* **TASK DETAILS**
Return the lines from the one containing "TARGET = parachutist" through the final line of the rows below, copied character for character.
-------- RECORDS PROVIDED
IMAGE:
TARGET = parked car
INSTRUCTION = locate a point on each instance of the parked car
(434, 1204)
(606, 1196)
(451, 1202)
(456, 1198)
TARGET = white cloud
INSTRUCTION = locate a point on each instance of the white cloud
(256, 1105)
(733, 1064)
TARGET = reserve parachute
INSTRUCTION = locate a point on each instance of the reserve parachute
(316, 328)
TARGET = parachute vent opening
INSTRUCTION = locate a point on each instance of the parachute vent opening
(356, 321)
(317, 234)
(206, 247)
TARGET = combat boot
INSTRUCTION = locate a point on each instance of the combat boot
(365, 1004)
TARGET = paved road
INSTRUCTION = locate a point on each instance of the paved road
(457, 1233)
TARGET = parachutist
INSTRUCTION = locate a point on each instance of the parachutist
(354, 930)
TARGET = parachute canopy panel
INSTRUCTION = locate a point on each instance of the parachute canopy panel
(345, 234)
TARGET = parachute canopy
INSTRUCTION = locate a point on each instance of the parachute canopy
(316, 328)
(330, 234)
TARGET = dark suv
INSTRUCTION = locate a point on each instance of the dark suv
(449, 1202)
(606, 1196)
----------------
* **SOLUTION TO THE PROBLEM**
TARGET = parachutist
INSTRUCTION = locate a point on each instance of the parachutist
(354, 930)
TARGET = parachute canopy panel
INSTRUCTION = locate a point on each instance of the parachute canopy panel
(345, 234)
TARGET = parachute canopy
INSTRUCTION = locate a point on each instance of the parachute canopy
(316, 328)
(330, 234)
TARGET = dark suv
INSTRUCTION = locate a point on each instance of the dark suv
(449, 1202)
(606, 1196)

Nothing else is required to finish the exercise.